## Data
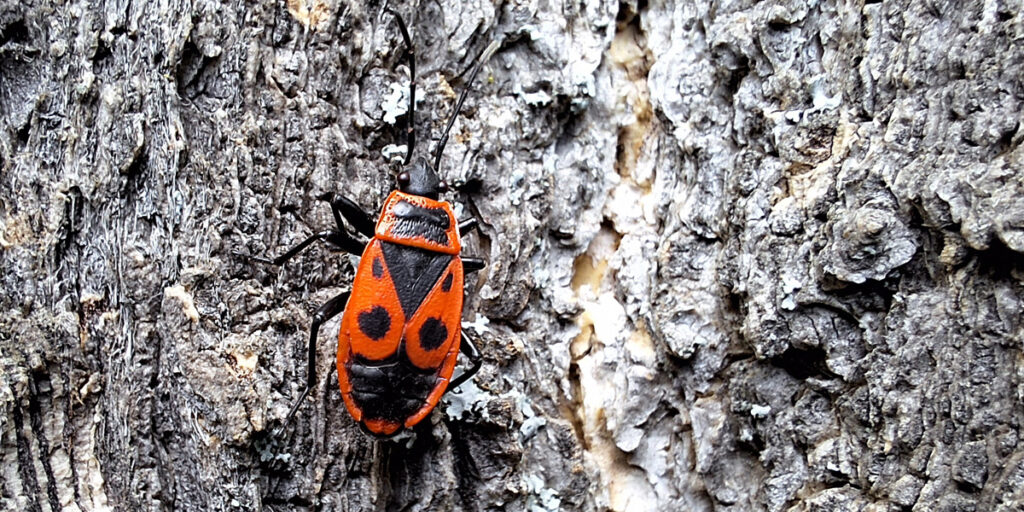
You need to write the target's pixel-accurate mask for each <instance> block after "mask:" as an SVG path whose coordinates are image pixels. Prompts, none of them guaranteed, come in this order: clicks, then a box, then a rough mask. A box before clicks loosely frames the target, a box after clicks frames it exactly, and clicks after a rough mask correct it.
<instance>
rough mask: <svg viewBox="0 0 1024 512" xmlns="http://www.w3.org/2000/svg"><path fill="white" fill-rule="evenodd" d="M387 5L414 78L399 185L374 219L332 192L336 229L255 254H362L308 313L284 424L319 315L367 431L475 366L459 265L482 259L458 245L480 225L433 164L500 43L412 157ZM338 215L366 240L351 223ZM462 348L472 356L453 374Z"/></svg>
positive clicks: (417, 406) (315, 366)
mask: <svg viewBox="0 0 1024 512" xmlns="http://www.w3.org/2000/svg"><path fill="white" fill-rule="evenodd" d="M387 10H388V12H390V13H391V14H392V15H394V17H395V20H396V22H397V24H398V28H399V29H400V31H401V36H402V39H403V41H404V43H406V46H407V53H406V55H407V57H408V61H409V68H410V74H411V86H410V102H409V103H410V104H409V126H410V129H409V139H408V143H409V146H408V153H407V156H406V162H407V163H409V162H412V165H409V167H407V170H406V171H404V172H402V173H401V174H399V175H398V179H397V184H398V189H396V190H393V191H392V193H391V195H390V196H388V198H387V200H385V202H384V207H383V209H382V210H381V213H380V216H379V218H378V220H377V221H376V222H374V221H373V220H372V219H371V217H370V215H369V214H367V213H366V212H365V211H364V210H362V209H360V208H359V207H358V206H357V205H356V204H355V203H354V202H352V201H351V200H349V199H347V198H345V197H342V196H338V197H337V198H336V199H335V200H333V201H332V202H331V210H332V212H333V214H334V219H335V223H336V224H337V227H336V229H331V230H327V231H322V232H318V233H316V234H313V236H311V237H309V238H307V239H306V240H304V241H303V242H302V243H301V244H299V245H298V246H296V247H294V248H293V249H292V250H290V251H288V252H287V253H285V254H283V255H282V256H280V257H278V258H275V259H273V260H265V259H261V258H256V259H258V260H260V261H264V262H267V263H272V264H274V265H281V264H284V263H285V262H286V261H288V260H289V259H291V258H292V257H293V256H295V255H296V254H298V253H299V252H300V251H302V250H303V249H305V248H306V247H308V246H309V245H310V244H312V243H313V242H316V241H325V242H327V243H328V244H330V245H331V246H334V247H335V248H337V249H340V250H342V251H346V252H348V253H351V254H357V255H360V256H361V259H360V261H359V265H358V268H357V269H356V271H355V279H354V280H353V282H352V288H351V292H344V293H341V294H339V295H338V296H336V297H334V298H332V299H331V300H329V301H328V302H327V303H326V304H324V305H323V306H321V308H319V309H317V310H316V313H315V314H313V319H312V324H311V325H310V328H309V347H308V348H309V351H308V359H307V368H306V387H305V389H304V390H303V391H302V395H301V396H300V397H299V399H298V400H297V401H296V402H295V404H294V406H293V407H292V410H291V411H290V412H289V413H288V417H287V419H286V420H285V424H286V425H287V424H288V422H289V421H290V420H291V418H292V416H293V415H294V414H295V412H296V410H297V409H298V408H299V406H300V404H301V403H302V402H303V400H304V399H305V397H306V395H307V394H308V393H309V390H310V389H311V388H312V387H313V385H314V384H315V382H316V375H315V368H316V364H315V357H316V345H315V344H316V335H317V333H318V331H319V328H321V325H323V324H324V323H325V322H327V321H328V319H329V318H331V317H333V316H335V315H337V314H338V313H341V312H342V311H344V314H343V315H342V317H341V329H340V332H339V333H338V382H339V384H340V386H341V394H342V397H343V398H344V401H345V407H346V408H347V409H348V412H349V414H351V416H352V418H353V419H355V421H357V422H359V425H360V426H361V427H362V428H364V429H365V430H367V431H369V432H370V433H372V434H375V435H382V436H389V435H393V434H395V433H397V432H398V431H400V430H402V429H403V428H411V427H413V426H414V425H416V424H417V423H419V422H420V421H422V420H423V419H424V418H426V417H427V415H429V414H430V412H431V411H433V409H434V407H435V406H437V401H438V400H439V399H440V397H441V395H443V394H444V392H445V391H446V390H449V389H454V388H456V387H458V386H459V385H460V384H462V383H463V382H465V381H466V380H467V379H469V378H471V377H472V376H473V375H474V374H475V373H476V371H477V370H479V368H480V353H479V351H478V350H477V348H476V346H475V345H474V344H473V342H472V341H471V340H470V339H469V338H468V337H467V336H466V333H465V332H463V331H462V326H461V322H462V303H463V285H464V281H463V279H464V275H465V274H466V273H470V272H475V271H477V270H480V269H481V268H483V266H484V262H483V260H481V259H479V258H473V257H463V256H461V255H460V251H461V247H462V245H461V244H462V243H461V238H462V237H464V236H465V234H466V233H467V232H469V231H470V230H472V229H474V228H475V227H477V221H476V219H473V218H469V219H466V220H463V221H462V222H458V221H457V220H456V217H455V213H454V212H453V211H452V206H451V205H450V204H449V203H447V202H444V201H439V200H438V197H439V195H440V193H443V191H445V190H447V185H446V184H445V183H444V181H441V180H440V179H439V178H438V176H437V171H436V169H437V167H438V165H439V164H440V156H441V151H442V150H443V148H444V143H445V141H446V140H447V133H449V131H450V130H451V129H452V125H453V124H454V122H455V119H456V116H458V114H459V111H460V110H461V109H462V104H463V102H464V101H465V99H466V94H467V92H468V91H469V84H471V83H472V81H473V79H474V78H475V77H476V74H477V73H478V72H479V70H480V67H481V66H482V63H483V61H484V60H485V59H486V57H487V56H488V54H489V53H490V52H493V50H494V49H495V48H497V45H495V44H493V45H492V46H490V47H488V50H487V51H485V52H484V54H483V55H482V56H481V58H480V60H479V61H478V62H477V65H476V66H475V68H474V70H473V73H472V74H471V75H470V77H469V81H468V82H467V88H466V90H464V91H463V93H462V94H461V96H460V97H459V101H458V103H457V105H456V109H455V112H454V113H453V114H452V118H451V119H450V120H449V123H447V127H446V128H445V129H444V132H443V134H442V135H441V138H440V140H439V141H438V143H437V147H436V148H435V150H434V153H433V165H431V163H430V162H428V161H427V160H426V159H425V158H423V157H419V158H417V159H416V160H411V158H412V156H413V146H414V143H415V132H414V130H413V109H414V106H415V102H414V98H415V93H416V84H415V80H416V63H415V62H416V60H415V56H414V50H413V43H412V38H410V36H409V30H408V29H407V28H406V23H404V22H403V20H402V19H401V17H400V16H399V15H398V14H397V13H396V12H394V11H392V10H391V9H387ZM343 218H344V219H345V220H347V221H348V223H349V224H351V226H352V227H353V228H354V229H355V231H357V232H358V233H360V234H362V236H365V237H367V238H369V239H370V240H369V242H361V241H359V240H358V239H356V238H355V237H354V236H353V234H351V233H349V231H348V229H347V228H346V227H345V224H344V223H343V221H342V219H343ZM460 351H461V352H462V353H465V354H466V355H467V356H468V358H469V360H470V366H469V368H468V369H466V370H465V371H464V372H463V373H462V374H461V375H459V376H457V377H455V378H453V374H454V372H455V366H456V359H457V357H458V355H459V353H460Z"/></svg>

## Exercise goal
All of the records above are to be copied exactly, minus the pictures.

## Response box
You need to write the target's pixel-accurate mask for each <instance> block after "mask:" as an SVG path whose coordinates are image pixels. Prompts, none of them guaranteed, come in this order: clicks, then a box, then a rough mask. A box before clicks loosely frames the target, a box after clicks frames it exactly, and clicks after a rough mask correct it.
<instance>
rough mask: <svg viewBox="0 0 1024 512" xmlns="http://www.w3.org/2000/svg"><path fill="white" fill-rule="evenodd" d="M387 5L414 78L399 185L374 219L332 192L336 229L255 254H362L308 313L284 424L319 315L367 431L475 366L459 265L482 259L458 245L480 225L433 164L500 43L412 157ZM338 215L366 240L351 223ZM462 348L472 356L453 374Z"/></svg>
positive clicks: (417, 406) (315, 366)
mask: <svg viewBox="0 0 1024 512" xmlns="http://www.w3.org/2000/svg"><path fill="white" fill-rule="evenodd" d="M387 10H388V12H390V13H391V14H392V15H394V17H395V20H396V22H397V24H398V28H399V29H400V31H401V36H402V39H403V41H404V43H406V46H407V53H406V55H407V57H408V61H409V68H410V74H411V86H410V102H409V103H410V104H409V126H410V129H409V139H408V143H409V146H408V153H407V156H406V162H407V163H409V162H412V165H409V167H407V170H406V171H404V172H402V173H401V174H399V175H398V179H397V184H398V189H396V190H393V191H392V193H391V195H390V196H388V198H387V200H385V202H384V207H383V209H382V210H381V213H380V216H379V218H378V220H377V221H376V222H374V221H373V220H372V219H371V217H370V215H369V214H367V213H366V212H365V211H364V210H362V209H360V208H359V207H358V206H357V205H356V204H355V203H354V202H352V201H351V200H349V199H347V198H345V197H342V196H338V197H337V198H336V199H335V200H333V201H332V202H331V210H332V212H333V214H334V219H335V223H336V224H337V227H336V229H331V230H327V231H322V232H318V233H316V234H313V236H311V237H309V238H307V239H306V240H304V241H303V242H302V243H301V244H299V245H298V246H296V247H294V248H293V249H292V250H290V251H288V252H287V253H285V254H283V255H282V256H280V257H278V258H275V259H273V260H265V259H261V258H256V259H258V260H260V261H264V262H267V263H272V264H274V265H281V264H284V263H285V262H286V261H288V260H289V259H291V258H292V257H293V256H295V255H296V254H298V253H299V252H300V251H302V250H303V249H305V248H306V247H308V246H309V245H310V244H312V243H313V242H316V241H325V242H327V243H328V244H330V245H331V246H334V247H335V248H337V249H340V250H342V251H346V252H348V253H351V254H357V255H360V256H361V259H360V261H359V265H358V268H357V269H356V271H355V279H354V280H353V282H352V288H351V292H344V293H341V294H339V295H338V296H336V297H334V298H332V299H331V300H329V301H328V302H327V303H326V304H324V305H323V306H321V308H319V309H317V310H316V313H315V314H313V319H312V324H311V325H310V328H309V347H308V348H309V351H308V359H307V368H306V387H305V389H304V390H303V391H302V395H301V396H300V397H299V399H298V400H297V401H296V402H295V404H294V406H293V407H292V410H291V411H290V412H289V413H288V417H287V419H286V420H285V424H286V425H287V424H288V422H289V421H290V420H291V418H292V416H293V415H294V414H295V412H296V410H297V409H298V408H299V406H300V404H301V403H302V402H303V400H304V399H305V397H306V395H307V394H308V393H309V390H310V389H311V388H312V387H313V385H314V384H315V382H316V375H315V368H316V364H315V357H316V345H315V344H316V335H317V333H318V331H319V328H321V325H323V324H324V323H325V322H327V321H328V319H329V318H331V317H333V316H335V315H337V314H338V313H341V312H342V311H344V314H343V315H342V317H341V329H340V332H339V333H338V382H339V384H340V386H341V394H342V397H343V398H344V401H345V407H346V408H347V409H348V412H349V414H351V416H352V418H353V419H355V421H357V422H359V425H360V426H361V427H362V428H364V429H365V430H367V431H369V432H370V433H372V434H375V435H382V436H389V435H393V434H395V433H397V432H398V431H400V430H402V429H403V428H411V427H413V426H414V425H416V424H417V423H419V422H420V421H422V420H423V419H424V418H426V417H427V415H429V414H430V412H431V411H433V409H434V407H435V406H437V401H438V400H439V399H440V397H441V395H443V394H444V392H445V391H446V390H449V389H454V388H456V387H458V386H459V385H460V384H462V383H463V382H465V381H466V380H467V379H469V378H471V377H472V376H473V375H474V374H475V373H476V371H477V370H479V368H480V353H479V351H478V350H477V348H476V346H475V345H474V344H473V342H472V341H471V340H470V339H469V338H468V337H467V336H466V333H465V332H463V331H462V326H461V322H462V303H463V285H464V281H463V279H464V275H465V274H466V273H470V272H475V271H477V270H480V269H481V268H483V266H484V262H483V260H481V259H479V258H473V257H463V256H461V255H460V251H461V247H462V245H461V244H462V243H461V238H462V237H464V236H465V234H466V233H467V232H469V231H470V230H472V229H474V228H475V227H477V221H476V219H473V218H469V219H466V220H463V221H462V222H458V221H457V220H456V217H455V213H454V212H453V211H452V206H451V205H450V204H449V203H447V202H444V201H439V200H438V197H439V195H440V193H443V191H445V190H447V185H446V184H445V183H444V181H441V180H440V179H439V178H438V176H437V171H436V169H437V167H438V165H439V164H440V156H441V151H442V150H443V148H444V143H445V141H446V140H447V133H449V131H450V130H451V129H452V125H453V124H454V122H455V119H456V116H458V114H459V111H460V110H461V109H462V104H463V102H464V101H465V99H466V94H467V92H468V91H469V84H471V83H472V81H473V79H474V78H475V77H476V74H477V73H478V72H479V70H480V67H481V66H482V63H483V61H484V60H485V59H486V57H487V56H488V54H489V53H490V52H493V50H494V49H495V48H497V45H495V44H493V45H492V46H490V47H488V50H487V51H485V52H484V54H483V55H482V56H481V58H480V60H479V61H478V62H477V65H476V66H475V68H474V70H473V73H472V74H471V75H470V77H469V81H468V82H467V88H466V90H464V91H463V93H462V94H461V96H460V97H459V101H458V103H457V105H456V109H455V112H454V113H453V114H452V118H451V119H450V120H449V123H447V127H446V128H445V129H444V132H443V134H442V135H441V138H440V140H439V141H438V143H437V147H436V148H435V150H434V153H433V165H431V163H430V162H428V161H427V160H426V159H425V158H423V157H419V158H417V159H416V160H411V158H412V156H413V146H414V143H415V132H414V130H413V109H414V106H415V102H414V98H415V93H416V84H415V80H416V63H415V62H416V60H415V56H414V50H413V43H412V38H410V36H409V30H408V29H407V28H406V23H404V22H403V20H402V19H401V17H400V16H399V15H398V14H397V13H396V12H394V11H392V10H391V9H387ZM343 218H344V219H345V220H347V221H348V223H349V224H351V226H352V227H353V228H354V229H355V231H357V232H358V233H360V234H362V236H365V237H367V238H369V239H370V240H369V242H361V241H359V240H358V239H356V238H355V237H354V236H353V234H351V233H349V231H348V229H347V228H346V227H345V224H344V223H343V221H342V219H343ZM460 351H461V352H462V353H465V354H466V355H467V356H468V358H469V360H470V366H469V368H468V369H466V370H465V371H464V372H463V373H462V374H461V375H459V376H457V377H455V378H453V374H454V372H455V366H456V359H457V357H458V355H459V353H460Z"/></svg>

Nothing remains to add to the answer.